* **Consigne**:
Recopiez le passage de l'extrait sur les mises en scène de Marc Liebens, de « Certes, le metteur » à « de son contrat-programme. », en substituant « désillusion » à « déconvenue ».

* **Extrait du document**:
---------------
De nombreuses adaptations de récits, initialement non destinés au théâtre, ont donc accompagné une petite quarantaine d’années de mises en scène exigeantes. Elles ont concerné des auteurs aussi essentiels que l’Autrichien Thomas Bernhard ou l’Allemande Christa Wolf, mais également des Belges. À deux reprises, Pierre Mertens : avec Les Bons Offices d’une part, et Une Paix Royale de l’autre. Choix judicieux autant que moments particulièrement significatifs — et du parcours de l’auteur concerné, et du mouvement culturel en Belgique. Car la mise en scène bruxelloise (en 1980, dans une cage de verre, rue de la Caserne) du roman de Mertens célébré par Régis Debray, Les Bons Offices (1974), se produit à l’heure de l’apogée de la belgitude, de l’évidence de ce que l’on continuait d’appeler le Jeune Théâtre, et du choc des manifestations littéraires liées à Europalia Belgique. Elle allait non seulement, et pour la première fois, amener autour du Théâtre Critique un René Kalisky (1936 – 1989) ou un Frédéric Baal, mais incarner à la scène, dans un dépouillement visuel qui accentuait la violence du propos et des situations, un récit liant une forme de « belgité » et l’état du monde à une théâtralité en prise avec la modernité.
Dix-huit ans plus tard, la mise en scène du roman de Mertens consacré entre autres au quatrième roi des Belges, dans un ancien cinéma vidé de tout son appareil — gigantesque espace de résonance — constitua sans doute le plus bel oratorio qu’on pût rêver pour une certaine idée du théâtre et du rapport d’un peuple à son histoire. Dans un lieu totalement réinventé par Marc Liebens et Michèle Fabien, le Marni, Janine Patrick incarnant Liliane de Rethy et ses comparses donnent à voir et à entendre, au sein de mouvements réglés comme un ballet, ce fragment essentiel d’une Histoire. On notera que, dans Une Paix Royale, le roi qui abdiqua ne parle pas mais est parlé. Requiem ? Nonobstant une adaptation1 un peu longue de ce texte-delta — à quoi ne saurait toutefois se circonscrire le problème du blocage —, le fait est que les noces de l’Histoire et de la Scène en Belgique, à un moment du monde marqué par l’apparent triomphe d’une mondialisation synonyme de non-Histoire, allaient se heurter aux effets mortifères de la haine postmoderne de l’Histoire. Haine qui ne fait que renforcer le vieux penchant belge à la « déshistoire ». Marc Liebens paiera très cher ce forçage d’un confortable tabou.
Certes, le metteur en scène d’Hamlet-Machine2 n’en est pas à sa première déconvenue de ce type puisque l’aventure novatrice du Théâtre du Parvis3 s’est achevée en 1973 par un autre coup de bambou des pouvoirs publics, totalement assassin cette fois-là. Certes encore, la première convention de l’Ensemble Théâtral Mobile, signée de confiance en 1984, se solda par la découverte d’un coup de hache dans la subvention négociée. Et l’on sait ce qu’il advint en 2003 de l’interruption brutale et univoque de son contrat-programme.
---------------
* **Données enregistrées**:

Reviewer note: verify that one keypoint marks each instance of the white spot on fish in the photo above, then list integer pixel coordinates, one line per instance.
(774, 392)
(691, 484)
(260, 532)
---------------
* **Réponse attendue**:
Certes, le metteur en scène d’Hamlet-Machine2 n’en est pas à sa première désillusion de ce type puisque l’aventure novatrice du Théâtre du Parvis3 s’est achevée en 1973 par un autre coup de bambou des pouvoirs publics, totalement assassin cette fois-là. Certes encore, la première convention de l’Ensemble Théâtral Mobile, signée de confiance en 1984, se solda par la découverte d’un coup de hache dans la subvention négociée. Et l’on sait ce qu’il advint en 2003 de l’interruption brutale et univoque de son contrat-programme.